## Given passage:

****

What does the future hold?

We are obsessed with the possible answers to that question, from visions of postcapitalist utopias to virtual realities that take place in the metaverse. Our movies and TV shows depict some possibilities, from the moralizing dystopias of Black Mirror to David Cronenberg’s latest, Crimes of the Future, which depicts humans evolved to feel no pain and digest plastics.

The main purveyors of the future in our age, though, come from Silicon Valley. Ray Kurzweil, for instance, is co-founder of Singularity University, a controversy-laden consulting firm and business incubator focused on the future and preparing for the actual singularity when artificial intelligence overtakes humanity. He also works at Google. Mr. Kurzweil makes headlines for his bold pronouncements, and even when he’s wrong, he’s right – as when confronted in 2015 about how we did not end up with self-driving cars by 2009 as he once forecasted.

“If I had said 2015, I think it would’ve been correct, but they’re still not in mainstream use. So even the [predictions] that were wrong were directionally correct,” he said. One might want to point out that self-driving cars remain out of proper reach in 2022, but Mr. Kurzweil would surely suggest that the future is always just over the next hill.

The publishing world is overrun with so-called futurologists either reporting from or directly inside the tech sector, from tech columnist Kevin Roose’s Futureproof: 9 Rules for Humans in the Age of Automation to The Future is Faster Than You Think, a blueprint for what technology is going to change, by Steven Kotler and Peter Diamandis, the latter being the other co-founder of Singularity University.

A new addition to this ever-inflating subgenre is William MacAskill’s What We Owe the Future, an argument in favour of what’s called longtermism: a philosophical theory that in essence holds that future generations must be safeguarded today, as those not-yet-born have the same rights as those alive now.

****

Data entries
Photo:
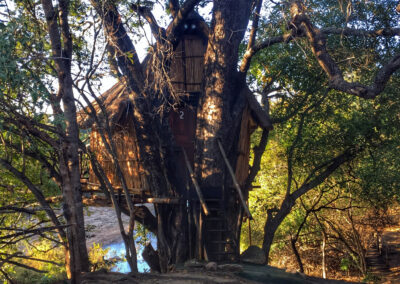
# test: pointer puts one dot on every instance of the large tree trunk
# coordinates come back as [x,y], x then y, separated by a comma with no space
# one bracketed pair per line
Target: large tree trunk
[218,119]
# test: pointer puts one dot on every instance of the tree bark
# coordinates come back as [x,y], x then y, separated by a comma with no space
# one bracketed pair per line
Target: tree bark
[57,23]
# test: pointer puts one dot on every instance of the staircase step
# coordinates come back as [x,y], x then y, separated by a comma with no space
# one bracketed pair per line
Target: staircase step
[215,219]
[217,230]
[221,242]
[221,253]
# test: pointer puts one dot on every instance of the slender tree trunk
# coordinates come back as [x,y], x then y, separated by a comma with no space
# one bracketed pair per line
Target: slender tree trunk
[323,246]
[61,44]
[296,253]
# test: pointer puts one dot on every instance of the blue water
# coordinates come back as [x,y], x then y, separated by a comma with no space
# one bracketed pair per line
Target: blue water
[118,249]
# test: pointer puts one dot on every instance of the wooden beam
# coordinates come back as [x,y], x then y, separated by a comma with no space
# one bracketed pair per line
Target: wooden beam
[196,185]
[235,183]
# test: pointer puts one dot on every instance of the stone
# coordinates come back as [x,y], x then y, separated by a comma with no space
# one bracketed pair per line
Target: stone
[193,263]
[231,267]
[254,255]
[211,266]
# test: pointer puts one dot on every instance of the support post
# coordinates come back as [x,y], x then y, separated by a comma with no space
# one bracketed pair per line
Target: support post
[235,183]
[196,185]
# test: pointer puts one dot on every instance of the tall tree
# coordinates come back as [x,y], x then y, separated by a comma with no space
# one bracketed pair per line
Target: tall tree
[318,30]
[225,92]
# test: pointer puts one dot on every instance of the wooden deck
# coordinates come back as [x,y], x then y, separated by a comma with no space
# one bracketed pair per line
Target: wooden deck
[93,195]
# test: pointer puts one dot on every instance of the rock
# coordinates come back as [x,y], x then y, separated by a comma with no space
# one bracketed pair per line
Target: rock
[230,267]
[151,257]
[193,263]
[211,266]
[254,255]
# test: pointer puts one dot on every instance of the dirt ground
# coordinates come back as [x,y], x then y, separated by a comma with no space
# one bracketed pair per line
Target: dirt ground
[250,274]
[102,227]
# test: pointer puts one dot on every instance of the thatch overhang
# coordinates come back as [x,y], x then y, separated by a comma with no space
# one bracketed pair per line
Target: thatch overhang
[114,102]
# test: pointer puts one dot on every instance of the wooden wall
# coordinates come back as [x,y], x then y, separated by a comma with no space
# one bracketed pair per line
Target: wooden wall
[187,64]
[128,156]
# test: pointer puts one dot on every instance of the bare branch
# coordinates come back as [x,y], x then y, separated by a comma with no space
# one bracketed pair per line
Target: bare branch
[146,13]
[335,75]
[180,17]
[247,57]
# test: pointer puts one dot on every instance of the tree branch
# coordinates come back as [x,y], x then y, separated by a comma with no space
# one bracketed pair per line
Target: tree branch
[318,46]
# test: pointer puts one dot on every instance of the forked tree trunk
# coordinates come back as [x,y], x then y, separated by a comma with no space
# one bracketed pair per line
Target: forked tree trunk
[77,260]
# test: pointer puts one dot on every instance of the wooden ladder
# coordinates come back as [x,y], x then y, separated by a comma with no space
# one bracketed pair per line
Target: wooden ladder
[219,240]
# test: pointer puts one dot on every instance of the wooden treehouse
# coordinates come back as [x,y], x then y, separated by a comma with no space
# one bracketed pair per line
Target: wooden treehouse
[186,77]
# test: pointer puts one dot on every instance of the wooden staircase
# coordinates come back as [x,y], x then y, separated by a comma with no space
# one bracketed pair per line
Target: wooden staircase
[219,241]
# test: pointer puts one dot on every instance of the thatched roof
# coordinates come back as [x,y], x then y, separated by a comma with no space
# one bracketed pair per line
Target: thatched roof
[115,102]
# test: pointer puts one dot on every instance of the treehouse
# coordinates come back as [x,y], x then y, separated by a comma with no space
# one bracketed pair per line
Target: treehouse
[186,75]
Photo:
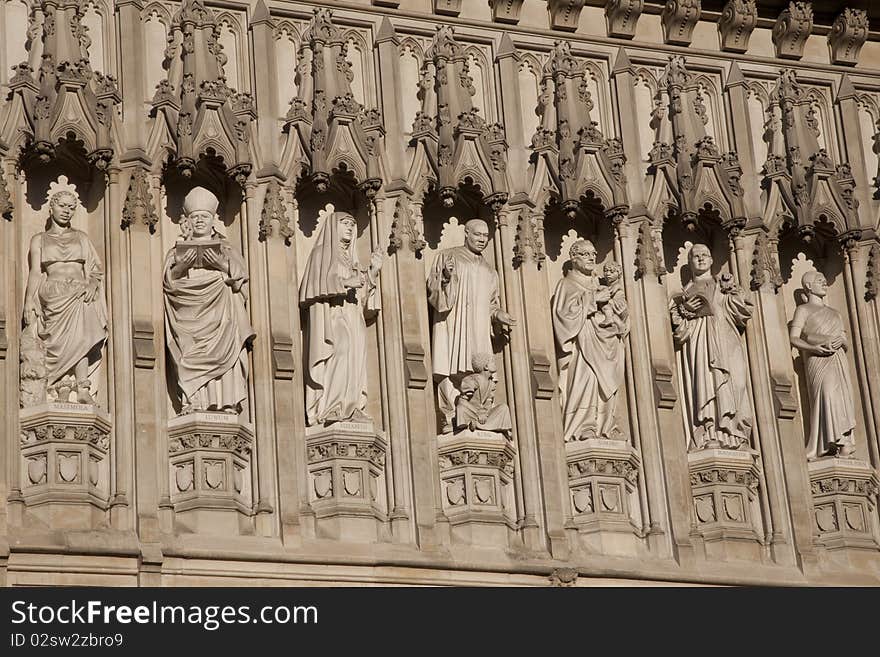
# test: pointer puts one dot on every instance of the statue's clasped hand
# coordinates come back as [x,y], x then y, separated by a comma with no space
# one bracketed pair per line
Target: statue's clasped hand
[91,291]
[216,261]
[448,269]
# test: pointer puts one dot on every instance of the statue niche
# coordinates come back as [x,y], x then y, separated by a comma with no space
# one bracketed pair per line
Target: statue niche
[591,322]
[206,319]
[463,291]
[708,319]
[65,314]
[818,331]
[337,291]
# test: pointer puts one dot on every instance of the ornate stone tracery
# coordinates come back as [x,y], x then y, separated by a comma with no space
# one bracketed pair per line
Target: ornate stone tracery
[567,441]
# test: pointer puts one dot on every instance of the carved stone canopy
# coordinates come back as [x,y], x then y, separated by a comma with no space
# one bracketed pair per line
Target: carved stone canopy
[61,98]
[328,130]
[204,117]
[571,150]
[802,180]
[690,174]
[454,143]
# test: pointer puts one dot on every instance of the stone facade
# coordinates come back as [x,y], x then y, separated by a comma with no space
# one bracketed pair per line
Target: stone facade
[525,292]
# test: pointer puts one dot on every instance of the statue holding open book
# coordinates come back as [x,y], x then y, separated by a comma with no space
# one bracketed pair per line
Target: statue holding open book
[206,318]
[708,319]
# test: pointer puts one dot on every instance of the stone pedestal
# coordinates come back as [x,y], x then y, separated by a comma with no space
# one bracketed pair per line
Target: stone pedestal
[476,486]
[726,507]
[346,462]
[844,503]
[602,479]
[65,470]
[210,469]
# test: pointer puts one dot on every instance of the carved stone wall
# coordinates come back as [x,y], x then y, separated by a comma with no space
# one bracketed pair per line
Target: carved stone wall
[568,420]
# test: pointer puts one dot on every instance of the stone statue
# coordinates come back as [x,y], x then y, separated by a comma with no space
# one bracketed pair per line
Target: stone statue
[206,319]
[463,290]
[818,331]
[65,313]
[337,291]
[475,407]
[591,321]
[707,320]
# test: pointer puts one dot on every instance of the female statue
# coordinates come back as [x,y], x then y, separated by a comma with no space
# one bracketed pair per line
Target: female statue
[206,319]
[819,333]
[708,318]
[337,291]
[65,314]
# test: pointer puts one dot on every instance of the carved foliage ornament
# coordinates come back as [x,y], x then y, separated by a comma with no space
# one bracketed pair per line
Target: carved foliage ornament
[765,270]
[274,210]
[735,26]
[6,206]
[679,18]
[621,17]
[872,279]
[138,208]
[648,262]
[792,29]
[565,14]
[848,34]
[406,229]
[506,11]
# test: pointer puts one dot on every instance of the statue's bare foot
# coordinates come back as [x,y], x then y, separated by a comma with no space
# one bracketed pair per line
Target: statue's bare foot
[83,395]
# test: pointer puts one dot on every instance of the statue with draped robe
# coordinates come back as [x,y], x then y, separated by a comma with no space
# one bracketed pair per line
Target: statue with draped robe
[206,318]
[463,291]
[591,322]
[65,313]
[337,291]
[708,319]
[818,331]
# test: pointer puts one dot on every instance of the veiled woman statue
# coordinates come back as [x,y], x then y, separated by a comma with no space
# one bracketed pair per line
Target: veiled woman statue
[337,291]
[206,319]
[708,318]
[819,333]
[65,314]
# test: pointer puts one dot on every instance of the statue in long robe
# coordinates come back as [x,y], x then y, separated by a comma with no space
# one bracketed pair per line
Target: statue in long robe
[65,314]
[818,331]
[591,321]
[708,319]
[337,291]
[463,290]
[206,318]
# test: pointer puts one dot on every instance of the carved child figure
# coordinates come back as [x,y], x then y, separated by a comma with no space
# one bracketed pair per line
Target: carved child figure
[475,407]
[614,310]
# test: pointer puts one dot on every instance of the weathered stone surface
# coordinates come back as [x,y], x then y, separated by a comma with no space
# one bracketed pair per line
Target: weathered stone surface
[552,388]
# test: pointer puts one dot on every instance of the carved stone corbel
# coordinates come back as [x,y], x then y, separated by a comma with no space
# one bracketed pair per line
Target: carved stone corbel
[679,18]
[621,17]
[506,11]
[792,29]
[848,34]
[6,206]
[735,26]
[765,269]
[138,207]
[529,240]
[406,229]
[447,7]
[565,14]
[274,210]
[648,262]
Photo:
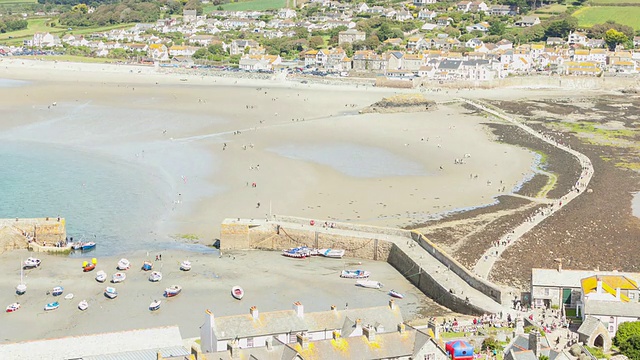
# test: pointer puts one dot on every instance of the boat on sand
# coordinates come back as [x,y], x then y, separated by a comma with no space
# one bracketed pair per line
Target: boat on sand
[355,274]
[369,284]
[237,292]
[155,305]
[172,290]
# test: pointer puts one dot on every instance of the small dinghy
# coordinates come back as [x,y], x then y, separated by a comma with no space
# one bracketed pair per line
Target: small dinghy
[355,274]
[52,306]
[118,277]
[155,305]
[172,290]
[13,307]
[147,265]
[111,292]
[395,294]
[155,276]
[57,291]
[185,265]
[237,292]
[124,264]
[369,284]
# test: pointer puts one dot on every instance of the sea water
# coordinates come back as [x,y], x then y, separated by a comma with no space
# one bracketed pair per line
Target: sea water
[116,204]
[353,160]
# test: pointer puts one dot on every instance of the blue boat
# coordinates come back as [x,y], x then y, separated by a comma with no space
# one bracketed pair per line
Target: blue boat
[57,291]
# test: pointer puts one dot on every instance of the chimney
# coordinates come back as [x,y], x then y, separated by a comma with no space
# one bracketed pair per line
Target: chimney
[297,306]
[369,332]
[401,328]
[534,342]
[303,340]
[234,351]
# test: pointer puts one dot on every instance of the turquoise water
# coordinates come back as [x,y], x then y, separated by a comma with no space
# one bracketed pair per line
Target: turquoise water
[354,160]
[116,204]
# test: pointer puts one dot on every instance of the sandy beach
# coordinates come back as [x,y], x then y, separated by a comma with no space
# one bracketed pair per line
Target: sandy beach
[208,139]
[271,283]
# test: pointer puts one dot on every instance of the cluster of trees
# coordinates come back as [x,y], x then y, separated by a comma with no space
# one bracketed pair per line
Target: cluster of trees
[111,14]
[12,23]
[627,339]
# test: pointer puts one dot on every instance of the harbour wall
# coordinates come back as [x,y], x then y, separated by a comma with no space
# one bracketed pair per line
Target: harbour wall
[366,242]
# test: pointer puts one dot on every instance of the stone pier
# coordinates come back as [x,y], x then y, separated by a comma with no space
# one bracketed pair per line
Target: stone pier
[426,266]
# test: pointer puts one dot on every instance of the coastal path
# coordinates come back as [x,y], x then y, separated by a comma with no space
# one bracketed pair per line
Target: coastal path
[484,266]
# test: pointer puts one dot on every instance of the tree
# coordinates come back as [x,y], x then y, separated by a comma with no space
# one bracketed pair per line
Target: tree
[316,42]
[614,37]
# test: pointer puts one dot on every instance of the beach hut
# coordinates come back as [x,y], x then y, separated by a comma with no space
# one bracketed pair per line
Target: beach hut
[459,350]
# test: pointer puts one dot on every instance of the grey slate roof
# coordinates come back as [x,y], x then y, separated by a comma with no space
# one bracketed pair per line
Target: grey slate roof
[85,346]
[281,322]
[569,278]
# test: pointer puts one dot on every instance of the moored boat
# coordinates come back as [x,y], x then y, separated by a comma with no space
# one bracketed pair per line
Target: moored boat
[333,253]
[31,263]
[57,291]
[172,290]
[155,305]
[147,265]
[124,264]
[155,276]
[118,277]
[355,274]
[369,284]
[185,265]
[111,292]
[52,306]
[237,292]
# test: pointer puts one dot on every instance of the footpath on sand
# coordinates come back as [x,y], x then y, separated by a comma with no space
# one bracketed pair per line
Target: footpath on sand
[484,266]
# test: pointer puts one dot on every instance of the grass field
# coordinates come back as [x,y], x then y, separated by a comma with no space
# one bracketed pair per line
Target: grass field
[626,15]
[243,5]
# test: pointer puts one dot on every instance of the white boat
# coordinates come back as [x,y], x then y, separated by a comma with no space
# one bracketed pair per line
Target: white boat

****

## Task list:
1. Answer these questions about the passage on predicting the future:
(a) Besides co-founding Singularity University, where does Ray Kurzweil work?
(b) Who is the other co-founder of Singularity University?
(c) What is the title of William MacAskill's book?
2. Print the records from the line that contains "the moored boat" through the last line of the records.

## Answers to the tasks:
1.
(a) Google
(b) Peter Diamandis
(c) What We Owe the Future

2.
# test: pointer puts one dot on every instance of the moored boat
# coordinates come back as [x,y], x then y, separated by a comma with no space
# one bracketed pair per line
Target: moored boat
[333,253]
[31,263]
[57,291]
[172,290]
[155,305]
[147,265]
[124,264]
[155,276]
[118,277]
[355,274]
[369,284]
[185,265]
[111,292]
[52,306]
[237,292]
# test: pointer puts one dot on every instance of the footpath on sand
# coordinates come back as [x,y], x then y, separated by a comma with no space
# one bracketed pair per line
Target: footpath on sand
[484,266]
# test: pointer puts one dot on every instance of the grass field
# coordinates come back as [x,y], x then y, separated by a comma with no space
# one bracketed pair per line
Target: grass field
[626,15]
[243,5]
# test: pointer puts one dot on every instance of the white boat
# coordinates come back as [x,y], x then y, separated by a comma with no space
# one bracketed pair per line
Target: white boat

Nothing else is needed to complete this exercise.